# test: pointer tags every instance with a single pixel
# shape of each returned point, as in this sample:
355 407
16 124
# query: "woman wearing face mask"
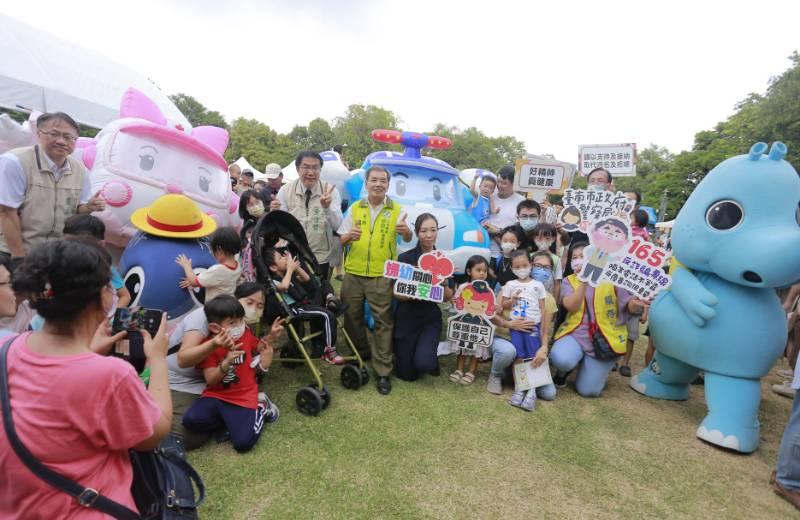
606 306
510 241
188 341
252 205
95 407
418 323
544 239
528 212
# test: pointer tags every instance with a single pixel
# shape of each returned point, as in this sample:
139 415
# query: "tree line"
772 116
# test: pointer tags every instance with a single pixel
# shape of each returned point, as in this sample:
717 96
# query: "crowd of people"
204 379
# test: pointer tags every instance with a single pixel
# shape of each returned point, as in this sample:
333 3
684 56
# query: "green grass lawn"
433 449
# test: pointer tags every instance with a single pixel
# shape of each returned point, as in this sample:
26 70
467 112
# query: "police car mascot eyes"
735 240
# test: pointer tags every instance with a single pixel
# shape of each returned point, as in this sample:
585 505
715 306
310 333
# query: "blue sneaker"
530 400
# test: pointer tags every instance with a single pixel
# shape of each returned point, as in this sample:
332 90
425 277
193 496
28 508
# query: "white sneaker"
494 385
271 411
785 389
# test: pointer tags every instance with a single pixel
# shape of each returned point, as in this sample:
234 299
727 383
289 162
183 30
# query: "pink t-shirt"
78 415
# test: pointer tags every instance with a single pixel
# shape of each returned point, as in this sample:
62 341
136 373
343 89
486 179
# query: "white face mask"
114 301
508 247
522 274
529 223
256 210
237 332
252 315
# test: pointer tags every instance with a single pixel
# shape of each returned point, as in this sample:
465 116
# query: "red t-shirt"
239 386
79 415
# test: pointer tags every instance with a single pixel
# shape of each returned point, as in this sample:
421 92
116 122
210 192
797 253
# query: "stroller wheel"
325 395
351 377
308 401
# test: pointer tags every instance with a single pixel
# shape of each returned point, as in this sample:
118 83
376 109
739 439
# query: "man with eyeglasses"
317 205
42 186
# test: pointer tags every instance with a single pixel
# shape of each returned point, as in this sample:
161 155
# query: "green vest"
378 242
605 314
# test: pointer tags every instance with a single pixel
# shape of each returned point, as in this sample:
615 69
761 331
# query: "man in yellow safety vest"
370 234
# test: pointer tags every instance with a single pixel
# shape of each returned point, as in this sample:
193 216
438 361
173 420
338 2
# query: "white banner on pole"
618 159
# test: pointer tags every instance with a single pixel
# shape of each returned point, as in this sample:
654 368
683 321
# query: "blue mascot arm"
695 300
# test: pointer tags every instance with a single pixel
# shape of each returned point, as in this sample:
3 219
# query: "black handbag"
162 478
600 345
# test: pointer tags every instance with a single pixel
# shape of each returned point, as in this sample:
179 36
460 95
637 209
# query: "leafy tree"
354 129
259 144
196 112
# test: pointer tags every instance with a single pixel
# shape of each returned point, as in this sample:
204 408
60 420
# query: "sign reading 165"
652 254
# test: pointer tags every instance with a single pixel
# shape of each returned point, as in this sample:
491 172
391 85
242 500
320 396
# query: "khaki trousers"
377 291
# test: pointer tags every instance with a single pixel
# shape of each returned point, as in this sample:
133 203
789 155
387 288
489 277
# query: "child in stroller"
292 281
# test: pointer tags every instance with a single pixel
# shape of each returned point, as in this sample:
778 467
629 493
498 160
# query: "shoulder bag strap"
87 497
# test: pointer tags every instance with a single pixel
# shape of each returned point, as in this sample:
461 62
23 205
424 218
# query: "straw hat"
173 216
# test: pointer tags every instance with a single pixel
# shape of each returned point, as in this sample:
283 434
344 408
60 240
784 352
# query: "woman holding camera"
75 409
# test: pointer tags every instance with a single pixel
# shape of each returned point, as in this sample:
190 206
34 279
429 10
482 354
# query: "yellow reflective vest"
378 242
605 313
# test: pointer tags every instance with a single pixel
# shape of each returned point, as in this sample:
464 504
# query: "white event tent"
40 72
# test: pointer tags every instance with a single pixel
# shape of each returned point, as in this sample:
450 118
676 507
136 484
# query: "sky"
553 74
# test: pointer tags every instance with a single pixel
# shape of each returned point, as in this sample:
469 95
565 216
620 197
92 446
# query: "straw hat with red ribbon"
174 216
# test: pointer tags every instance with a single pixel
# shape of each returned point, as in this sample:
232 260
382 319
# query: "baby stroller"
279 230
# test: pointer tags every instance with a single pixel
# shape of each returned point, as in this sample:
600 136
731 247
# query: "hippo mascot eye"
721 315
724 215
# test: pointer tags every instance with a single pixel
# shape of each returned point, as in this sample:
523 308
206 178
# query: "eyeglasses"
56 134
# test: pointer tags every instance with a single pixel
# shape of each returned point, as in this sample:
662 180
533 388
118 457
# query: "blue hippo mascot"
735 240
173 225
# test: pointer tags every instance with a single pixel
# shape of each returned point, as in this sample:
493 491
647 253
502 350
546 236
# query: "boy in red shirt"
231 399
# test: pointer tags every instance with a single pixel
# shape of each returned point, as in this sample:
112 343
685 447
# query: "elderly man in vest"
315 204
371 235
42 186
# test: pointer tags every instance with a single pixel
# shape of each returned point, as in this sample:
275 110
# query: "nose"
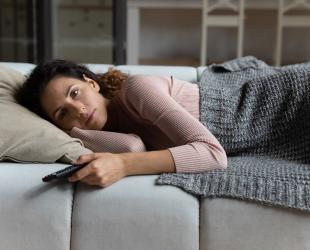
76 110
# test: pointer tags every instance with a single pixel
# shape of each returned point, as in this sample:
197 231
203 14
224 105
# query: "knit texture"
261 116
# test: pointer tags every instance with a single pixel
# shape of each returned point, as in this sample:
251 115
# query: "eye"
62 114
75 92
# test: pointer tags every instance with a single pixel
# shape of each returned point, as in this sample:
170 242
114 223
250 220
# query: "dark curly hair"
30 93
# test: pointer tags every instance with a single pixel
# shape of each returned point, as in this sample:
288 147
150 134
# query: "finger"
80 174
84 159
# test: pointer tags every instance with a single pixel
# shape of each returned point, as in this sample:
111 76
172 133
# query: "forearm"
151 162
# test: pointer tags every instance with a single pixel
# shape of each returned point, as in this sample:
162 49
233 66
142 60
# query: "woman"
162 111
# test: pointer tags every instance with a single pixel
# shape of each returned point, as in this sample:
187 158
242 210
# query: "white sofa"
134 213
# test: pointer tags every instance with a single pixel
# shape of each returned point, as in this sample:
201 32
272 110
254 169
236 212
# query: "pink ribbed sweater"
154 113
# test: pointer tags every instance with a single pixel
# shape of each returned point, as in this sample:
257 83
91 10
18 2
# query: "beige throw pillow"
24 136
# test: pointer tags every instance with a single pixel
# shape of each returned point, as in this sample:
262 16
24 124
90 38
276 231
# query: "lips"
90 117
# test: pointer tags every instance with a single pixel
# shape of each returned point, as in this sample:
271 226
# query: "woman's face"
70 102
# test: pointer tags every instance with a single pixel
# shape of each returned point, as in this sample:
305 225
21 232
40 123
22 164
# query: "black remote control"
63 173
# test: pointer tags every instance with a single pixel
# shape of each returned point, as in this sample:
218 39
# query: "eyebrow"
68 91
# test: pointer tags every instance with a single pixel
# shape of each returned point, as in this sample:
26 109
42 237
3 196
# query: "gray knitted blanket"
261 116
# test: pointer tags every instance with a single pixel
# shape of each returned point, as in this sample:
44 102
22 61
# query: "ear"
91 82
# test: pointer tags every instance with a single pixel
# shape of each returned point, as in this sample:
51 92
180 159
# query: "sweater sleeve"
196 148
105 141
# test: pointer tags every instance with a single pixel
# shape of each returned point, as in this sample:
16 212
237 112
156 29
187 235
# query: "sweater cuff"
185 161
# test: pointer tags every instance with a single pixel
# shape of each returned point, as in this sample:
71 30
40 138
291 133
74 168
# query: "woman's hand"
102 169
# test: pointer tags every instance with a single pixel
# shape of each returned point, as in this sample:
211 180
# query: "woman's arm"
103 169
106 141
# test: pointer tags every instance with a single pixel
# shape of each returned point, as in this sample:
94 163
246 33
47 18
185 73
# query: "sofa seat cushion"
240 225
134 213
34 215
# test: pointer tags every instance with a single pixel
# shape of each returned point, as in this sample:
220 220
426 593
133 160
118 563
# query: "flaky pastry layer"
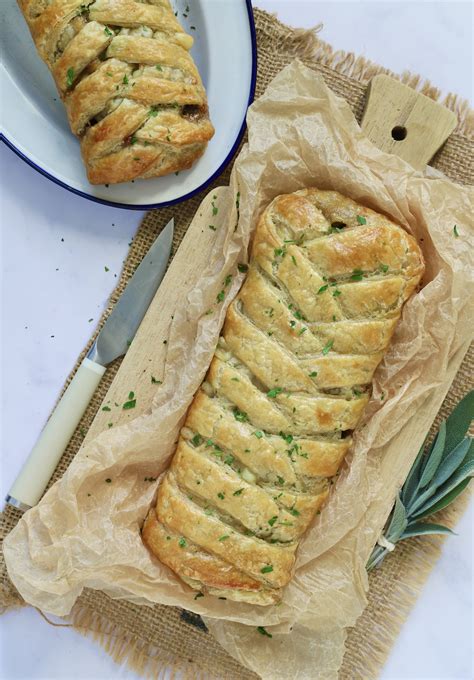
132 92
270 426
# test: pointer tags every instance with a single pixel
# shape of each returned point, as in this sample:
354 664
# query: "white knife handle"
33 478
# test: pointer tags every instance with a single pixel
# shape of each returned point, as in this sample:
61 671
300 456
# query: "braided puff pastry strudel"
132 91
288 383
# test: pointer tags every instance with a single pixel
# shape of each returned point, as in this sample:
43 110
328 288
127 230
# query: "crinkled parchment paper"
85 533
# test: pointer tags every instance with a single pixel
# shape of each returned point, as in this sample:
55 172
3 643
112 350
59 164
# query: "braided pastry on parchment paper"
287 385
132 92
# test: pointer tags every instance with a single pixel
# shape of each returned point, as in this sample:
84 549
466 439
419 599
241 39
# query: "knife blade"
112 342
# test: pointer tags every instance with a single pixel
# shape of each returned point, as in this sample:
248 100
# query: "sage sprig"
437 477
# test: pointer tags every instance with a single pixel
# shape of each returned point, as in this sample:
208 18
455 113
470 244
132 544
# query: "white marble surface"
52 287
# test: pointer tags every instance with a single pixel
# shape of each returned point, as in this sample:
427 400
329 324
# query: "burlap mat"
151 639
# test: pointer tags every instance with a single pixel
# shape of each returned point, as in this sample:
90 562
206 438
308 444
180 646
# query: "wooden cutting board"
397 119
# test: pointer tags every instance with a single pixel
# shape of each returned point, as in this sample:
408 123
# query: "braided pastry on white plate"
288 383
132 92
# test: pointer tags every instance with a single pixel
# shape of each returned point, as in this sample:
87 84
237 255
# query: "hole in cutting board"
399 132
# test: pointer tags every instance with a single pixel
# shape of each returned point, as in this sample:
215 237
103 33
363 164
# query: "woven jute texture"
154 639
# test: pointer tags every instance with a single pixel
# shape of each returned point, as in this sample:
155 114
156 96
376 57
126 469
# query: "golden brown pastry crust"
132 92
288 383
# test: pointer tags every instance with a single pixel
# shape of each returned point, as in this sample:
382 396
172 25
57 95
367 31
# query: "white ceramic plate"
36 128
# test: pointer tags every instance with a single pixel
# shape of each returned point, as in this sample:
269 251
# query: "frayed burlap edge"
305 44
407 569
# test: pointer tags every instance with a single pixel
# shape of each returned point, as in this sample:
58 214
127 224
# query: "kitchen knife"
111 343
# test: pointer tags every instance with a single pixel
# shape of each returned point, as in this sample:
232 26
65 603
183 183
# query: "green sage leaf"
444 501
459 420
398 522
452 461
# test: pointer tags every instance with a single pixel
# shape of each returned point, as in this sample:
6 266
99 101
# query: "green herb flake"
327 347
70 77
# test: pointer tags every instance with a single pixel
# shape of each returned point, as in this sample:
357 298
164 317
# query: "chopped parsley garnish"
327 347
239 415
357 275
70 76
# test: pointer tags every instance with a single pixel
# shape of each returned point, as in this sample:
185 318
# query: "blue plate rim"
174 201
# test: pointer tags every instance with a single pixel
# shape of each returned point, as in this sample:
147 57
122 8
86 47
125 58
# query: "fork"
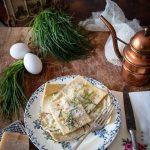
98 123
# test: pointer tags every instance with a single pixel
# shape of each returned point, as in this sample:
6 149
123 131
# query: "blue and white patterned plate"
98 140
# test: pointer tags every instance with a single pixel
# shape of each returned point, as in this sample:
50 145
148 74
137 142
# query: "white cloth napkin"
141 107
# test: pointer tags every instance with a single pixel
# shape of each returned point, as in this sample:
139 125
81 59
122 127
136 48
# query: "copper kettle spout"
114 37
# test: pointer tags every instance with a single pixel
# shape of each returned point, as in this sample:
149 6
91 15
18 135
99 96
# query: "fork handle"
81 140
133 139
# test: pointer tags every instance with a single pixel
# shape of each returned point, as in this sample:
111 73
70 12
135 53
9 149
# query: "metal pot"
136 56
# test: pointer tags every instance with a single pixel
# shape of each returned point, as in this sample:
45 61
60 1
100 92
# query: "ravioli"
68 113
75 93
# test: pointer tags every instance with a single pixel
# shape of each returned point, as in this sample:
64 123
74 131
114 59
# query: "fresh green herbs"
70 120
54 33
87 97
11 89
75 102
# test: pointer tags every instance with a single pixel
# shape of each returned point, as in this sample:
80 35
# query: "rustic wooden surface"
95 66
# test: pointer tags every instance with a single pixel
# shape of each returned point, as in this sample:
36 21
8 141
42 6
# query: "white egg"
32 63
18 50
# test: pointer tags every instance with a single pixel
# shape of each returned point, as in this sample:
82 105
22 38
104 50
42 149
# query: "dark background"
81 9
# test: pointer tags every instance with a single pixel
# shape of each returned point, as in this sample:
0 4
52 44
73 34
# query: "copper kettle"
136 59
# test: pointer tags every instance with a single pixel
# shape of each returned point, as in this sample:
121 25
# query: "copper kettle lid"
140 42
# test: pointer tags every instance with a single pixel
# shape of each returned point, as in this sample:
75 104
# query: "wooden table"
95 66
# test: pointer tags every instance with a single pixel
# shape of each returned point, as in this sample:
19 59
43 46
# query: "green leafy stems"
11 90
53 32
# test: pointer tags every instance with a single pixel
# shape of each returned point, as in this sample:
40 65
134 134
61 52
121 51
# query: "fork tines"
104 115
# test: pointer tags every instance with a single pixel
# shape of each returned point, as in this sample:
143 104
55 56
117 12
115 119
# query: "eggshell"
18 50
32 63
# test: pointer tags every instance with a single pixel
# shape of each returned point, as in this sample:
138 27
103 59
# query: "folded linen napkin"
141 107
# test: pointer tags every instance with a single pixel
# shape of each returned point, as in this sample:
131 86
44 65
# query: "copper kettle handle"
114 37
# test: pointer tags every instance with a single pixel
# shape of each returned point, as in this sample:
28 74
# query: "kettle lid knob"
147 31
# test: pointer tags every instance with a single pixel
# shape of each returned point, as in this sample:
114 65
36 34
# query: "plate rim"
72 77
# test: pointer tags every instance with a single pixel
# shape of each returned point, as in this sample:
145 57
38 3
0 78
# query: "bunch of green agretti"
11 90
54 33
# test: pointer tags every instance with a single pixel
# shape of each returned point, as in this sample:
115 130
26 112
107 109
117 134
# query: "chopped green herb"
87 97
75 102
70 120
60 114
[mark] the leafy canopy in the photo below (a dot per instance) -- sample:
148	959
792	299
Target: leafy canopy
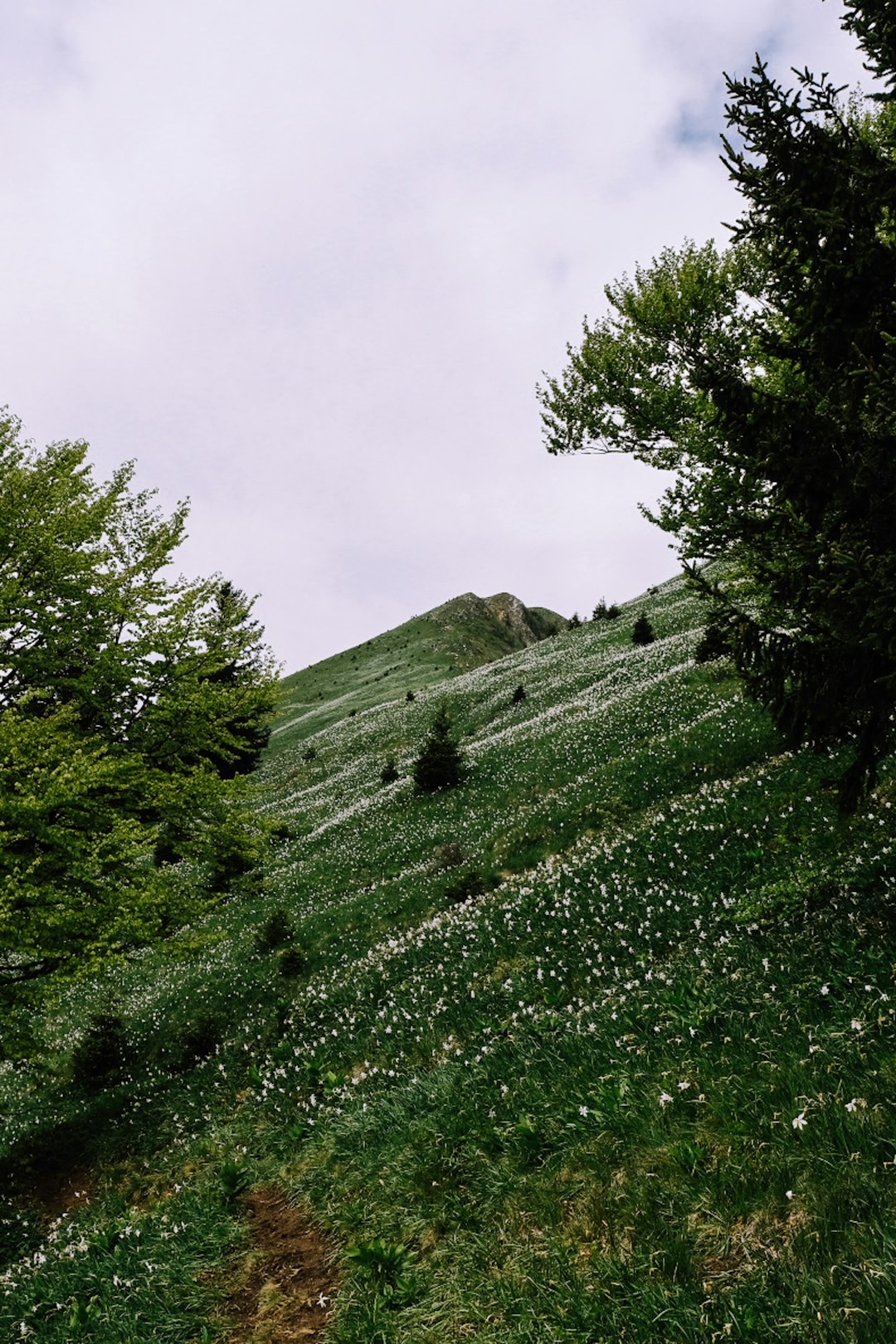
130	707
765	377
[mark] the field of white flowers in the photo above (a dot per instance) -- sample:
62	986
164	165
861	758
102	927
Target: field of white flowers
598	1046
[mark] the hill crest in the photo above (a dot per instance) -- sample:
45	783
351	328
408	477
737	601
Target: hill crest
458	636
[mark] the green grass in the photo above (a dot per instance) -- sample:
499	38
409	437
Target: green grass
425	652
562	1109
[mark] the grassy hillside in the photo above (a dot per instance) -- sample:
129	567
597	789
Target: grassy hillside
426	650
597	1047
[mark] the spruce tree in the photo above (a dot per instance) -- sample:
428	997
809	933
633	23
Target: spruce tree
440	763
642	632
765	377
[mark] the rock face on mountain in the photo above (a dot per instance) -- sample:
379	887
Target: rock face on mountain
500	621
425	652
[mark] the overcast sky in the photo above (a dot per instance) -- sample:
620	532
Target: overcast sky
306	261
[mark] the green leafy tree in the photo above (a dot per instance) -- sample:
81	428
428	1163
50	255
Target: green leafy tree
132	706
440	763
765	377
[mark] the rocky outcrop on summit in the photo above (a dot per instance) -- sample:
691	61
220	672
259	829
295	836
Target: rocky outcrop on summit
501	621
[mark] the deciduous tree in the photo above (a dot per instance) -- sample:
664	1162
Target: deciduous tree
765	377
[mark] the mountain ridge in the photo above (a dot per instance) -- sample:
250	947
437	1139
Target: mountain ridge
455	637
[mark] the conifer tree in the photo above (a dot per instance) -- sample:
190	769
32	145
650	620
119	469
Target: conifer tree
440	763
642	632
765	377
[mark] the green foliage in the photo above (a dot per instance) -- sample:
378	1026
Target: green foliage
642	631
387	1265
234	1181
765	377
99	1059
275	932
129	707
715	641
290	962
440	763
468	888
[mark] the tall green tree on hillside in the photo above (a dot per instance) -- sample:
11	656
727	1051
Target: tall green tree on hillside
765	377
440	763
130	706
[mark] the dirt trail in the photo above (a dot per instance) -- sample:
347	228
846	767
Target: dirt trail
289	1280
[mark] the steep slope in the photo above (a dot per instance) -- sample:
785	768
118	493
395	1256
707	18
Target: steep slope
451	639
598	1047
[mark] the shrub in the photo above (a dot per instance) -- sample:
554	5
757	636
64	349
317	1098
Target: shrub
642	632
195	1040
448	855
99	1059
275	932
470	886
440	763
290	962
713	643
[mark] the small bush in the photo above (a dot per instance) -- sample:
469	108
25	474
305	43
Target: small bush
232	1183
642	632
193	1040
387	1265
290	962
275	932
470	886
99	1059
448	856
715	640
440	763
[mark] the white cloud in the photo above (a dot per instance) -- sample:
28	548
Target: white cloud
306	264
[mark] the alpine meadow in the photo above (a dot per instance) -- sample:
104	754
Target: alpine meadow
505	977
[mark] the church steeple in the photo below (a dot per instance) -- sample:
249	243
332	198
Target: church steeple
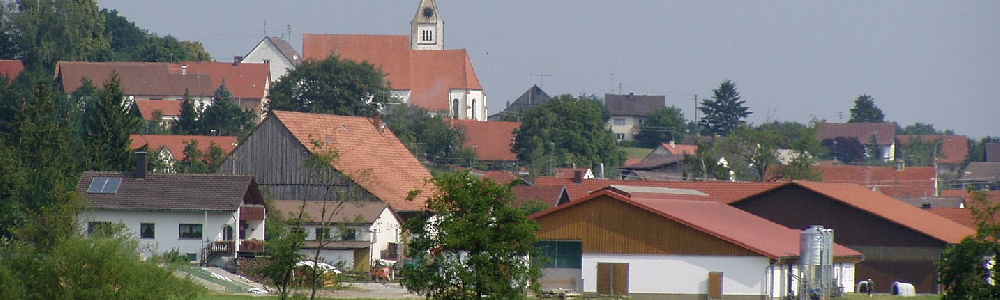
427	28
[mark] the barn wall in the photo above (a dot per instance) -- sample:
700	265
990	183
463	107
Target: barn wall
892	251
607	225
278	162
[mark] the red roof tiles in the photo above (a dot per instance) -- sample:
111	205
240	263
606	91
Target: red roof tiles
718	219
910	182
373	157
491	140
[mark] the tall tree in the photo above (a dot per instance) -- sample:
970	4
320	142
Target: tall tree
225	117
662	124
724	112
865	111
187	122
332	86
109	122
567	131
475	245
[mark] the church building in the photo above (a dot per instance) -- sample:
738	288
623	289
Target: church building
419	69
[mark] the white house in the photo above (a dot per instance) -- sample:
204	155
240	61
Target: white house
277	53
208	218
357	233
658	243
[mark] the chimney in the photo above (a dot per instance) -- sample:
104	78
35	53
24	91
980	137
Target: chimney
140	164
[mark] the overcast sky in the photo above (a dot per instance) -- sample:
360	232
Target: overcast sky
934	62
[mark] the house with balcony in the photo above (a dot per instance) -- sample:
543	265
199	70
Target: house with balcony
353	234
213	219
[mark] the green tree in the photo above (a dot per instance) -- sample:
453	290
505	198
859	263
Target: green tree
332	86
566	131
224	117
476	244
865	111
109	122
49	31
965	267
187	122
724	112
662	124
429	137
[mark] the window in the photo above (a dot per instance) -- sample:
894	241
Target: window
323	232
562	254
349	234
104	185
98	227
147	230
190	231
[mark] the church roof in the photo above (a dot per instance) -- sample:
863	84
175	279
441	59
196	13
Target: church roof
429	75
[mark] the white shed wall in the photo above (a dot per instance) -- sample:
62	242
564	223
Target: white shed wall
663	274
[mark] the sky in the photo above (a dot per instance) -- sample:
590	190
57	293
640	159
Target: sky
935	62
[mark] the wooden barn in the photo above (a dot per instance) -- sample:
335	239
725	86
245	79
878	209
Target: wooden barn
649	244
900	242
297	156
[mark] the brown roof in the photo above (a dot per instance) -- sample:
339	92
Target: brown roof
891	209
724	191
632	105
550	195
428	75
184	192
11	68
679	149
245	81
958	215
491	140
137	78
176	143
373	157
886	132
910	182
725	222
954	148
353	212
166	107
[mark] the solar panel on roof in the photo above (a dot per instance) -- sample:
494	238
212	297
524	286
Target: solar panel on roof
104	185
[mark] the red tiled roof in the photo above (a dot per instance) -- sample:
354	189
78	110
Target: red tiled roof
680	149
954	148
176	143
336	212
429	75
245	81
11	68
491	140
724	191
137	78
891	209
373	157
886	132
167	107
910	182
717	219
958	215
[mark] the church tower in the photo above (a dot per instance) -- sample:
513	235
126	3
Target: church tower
== == ==
> Exercise directions
What lines above hold the word "tower"? List them all.

> Solution below
[mark] the church tower in the photo above (a dot per instance) -- sample:
Target: church tower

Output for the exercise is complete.